*TEXT PASSAGE*
== Segment start ==

For February, the focus of the Positivity Project is on practicing loving kindness. Some of my assignments lately have caused me to realize not every state employee has the luxury, or even the choice in some circumstances, to experience positivity like I do. I’m thinking of our correctional officers who work with our adults in custody. I’m thinking of our mental health therapists and nurses who care for our patients in the state hospital. And I’m thinking of our soldiers who get deployed to war zones. I worry that sometimes my positive messages may not resonate with them. Do they think I’m naïve? And I also know that these messages are important for everyone because everyone can benefit from optimism, assuming positive intent (versus having a negative judgment) and looking for and giving kindness.

== Segment end ==

*ENTRIES SHOWN*
== Segment start ==

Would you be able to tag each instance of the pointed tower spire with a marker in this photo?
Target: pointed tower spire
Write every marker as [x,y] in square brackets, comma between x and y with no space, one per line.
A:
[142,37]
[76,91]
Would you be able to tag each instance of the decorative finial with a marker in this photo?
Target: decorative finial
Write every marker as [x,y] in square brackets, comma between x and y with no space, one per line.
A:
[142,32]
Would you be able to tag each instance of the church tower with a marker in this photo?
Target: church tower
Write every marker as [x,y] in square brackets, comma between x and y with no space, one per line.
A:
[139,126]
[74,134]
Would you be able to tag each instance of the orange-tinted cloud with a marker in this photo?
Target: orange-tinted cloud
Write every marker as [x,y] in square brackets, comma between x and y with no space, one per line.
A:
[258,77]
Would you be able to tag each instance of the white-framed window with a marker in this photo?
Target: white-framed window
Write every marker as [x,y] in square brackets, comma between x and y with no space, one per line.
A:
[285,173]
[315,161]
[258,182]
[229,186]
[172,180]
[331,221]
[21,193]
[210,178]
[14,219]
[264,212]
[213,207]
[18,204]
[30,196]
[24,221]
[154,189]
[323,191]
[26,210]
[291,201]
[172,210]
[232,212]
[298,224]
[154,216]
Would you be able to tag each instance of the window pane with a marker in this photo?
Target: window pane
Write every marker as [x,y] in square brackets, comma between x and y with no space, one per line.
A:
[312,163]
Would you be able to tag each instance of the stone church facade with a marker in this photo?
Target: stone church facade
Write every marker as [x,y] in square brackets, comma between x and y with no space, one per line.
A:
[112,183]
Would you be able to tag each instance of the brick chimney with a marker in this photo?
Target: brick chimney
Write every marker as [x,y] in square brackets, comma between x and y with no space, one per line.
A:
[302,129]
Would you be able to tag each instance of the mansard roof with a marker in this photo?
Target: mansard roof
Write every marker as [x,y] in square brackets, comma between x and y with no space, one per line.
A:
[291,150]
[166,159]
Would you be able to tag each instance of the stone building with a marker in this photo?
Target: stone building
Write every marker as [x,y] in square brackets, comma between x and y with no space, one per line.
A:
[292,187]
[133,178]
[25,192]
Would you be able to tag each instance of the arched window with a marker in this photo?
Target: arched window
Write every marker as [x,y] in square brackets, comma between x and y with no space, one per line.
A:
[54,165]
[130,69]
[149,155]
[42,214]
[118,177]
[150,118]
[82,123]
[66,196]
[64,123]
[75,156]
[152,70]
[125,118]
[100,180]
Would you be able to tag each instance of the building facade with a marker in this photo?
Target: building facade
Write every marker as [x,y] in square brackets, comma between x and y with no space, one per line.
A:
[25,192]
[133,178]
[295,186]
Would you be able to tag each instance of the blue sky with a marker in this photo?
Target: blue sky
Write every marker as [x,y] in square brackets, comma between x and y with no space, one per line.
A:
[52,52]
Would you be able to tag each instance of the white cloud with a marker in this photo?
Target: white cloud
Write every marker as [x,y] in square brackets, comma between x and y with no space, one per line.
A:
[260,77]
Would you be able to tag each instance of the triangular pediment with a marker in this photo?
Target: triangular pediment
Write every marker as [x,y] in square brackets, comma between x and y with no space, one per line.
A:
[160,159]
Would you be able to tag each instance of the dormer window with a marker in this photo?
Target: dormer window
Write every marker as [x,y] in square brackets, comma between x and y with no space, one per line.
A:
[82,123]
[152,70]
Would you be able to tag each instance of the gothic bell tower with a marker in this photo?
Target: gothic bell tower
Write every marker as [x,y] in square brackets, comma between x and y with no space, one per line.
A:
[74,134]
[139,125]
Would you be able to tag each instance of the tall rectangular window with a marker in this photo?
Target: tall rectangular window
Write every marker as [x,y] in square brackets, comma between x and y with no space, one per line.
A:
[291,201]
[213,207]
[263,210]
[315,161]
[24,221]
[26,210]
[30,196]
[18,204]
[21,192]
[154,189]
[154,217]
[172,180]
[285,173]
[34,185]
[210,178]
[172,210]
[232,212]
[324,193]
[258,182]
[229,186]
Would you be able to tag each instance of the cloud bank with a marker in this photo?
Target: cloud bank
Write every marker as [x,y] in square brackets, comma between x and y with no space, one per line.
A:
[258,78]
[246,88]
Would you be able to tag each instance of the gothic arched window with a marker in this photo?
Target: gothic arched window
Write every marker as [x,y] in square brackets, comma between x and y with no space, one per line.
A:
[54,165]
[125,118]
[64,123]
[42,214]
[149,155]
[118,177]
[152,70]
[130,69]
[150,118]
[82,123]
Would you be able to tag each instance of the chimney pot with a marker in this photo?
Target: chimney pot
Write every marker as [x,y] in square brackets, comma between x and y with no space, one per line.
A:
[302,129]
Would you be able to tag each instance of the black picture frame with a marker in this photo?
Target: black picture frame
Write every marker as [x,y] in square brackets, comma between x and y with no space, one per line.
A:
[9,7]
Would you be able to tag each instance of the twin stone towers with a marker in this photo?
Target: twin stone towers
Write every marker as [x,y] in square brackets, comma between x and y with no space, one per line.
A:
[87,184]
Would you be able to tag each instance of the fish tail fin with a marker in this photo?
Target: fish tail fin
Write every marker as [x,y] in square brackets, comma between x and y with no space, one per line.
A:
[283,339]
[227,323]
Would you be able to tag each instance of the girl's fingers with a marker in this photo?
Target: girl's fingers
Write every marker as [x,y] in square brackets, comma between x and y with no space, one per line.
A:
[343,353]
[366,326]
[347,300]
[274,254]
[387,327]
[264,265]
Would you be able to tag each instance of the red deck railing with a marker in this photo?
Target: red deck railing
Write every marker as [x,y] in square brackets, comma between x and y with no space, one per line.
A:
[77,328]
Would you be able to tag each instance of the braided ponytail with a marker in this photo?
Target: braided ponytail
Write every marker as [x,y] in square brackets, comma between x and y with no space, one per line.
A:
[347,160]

== Segment end ==

*EXERCISE BRIEF*
Please print the whole Positivity Project passage again, word for word. The material comes from a separate source.

*WRITTEN REPLY*
For February, the focus of the Positivity Project is on practicing loving kindness. Some of my assignments lately have caused me to realize not every state employee has the luxury, or even the choice in some circumstances, to experience positivity like I do. I’m thinking of our correctional officers who work with our adults in custody. I’m thinking of our mental health therapists and nurses who care for our patients in the state hospital. And I’m thinking of our soldiers who get deployed to war zones. I worry that sometimes my positive messages may not resonate with them. Do they think I’m naïve? And I also know that these messages are important for everyone because everyone can benefit from optimism, assuming positive intent (versus having a negative judgment) and looking for and giving kindness.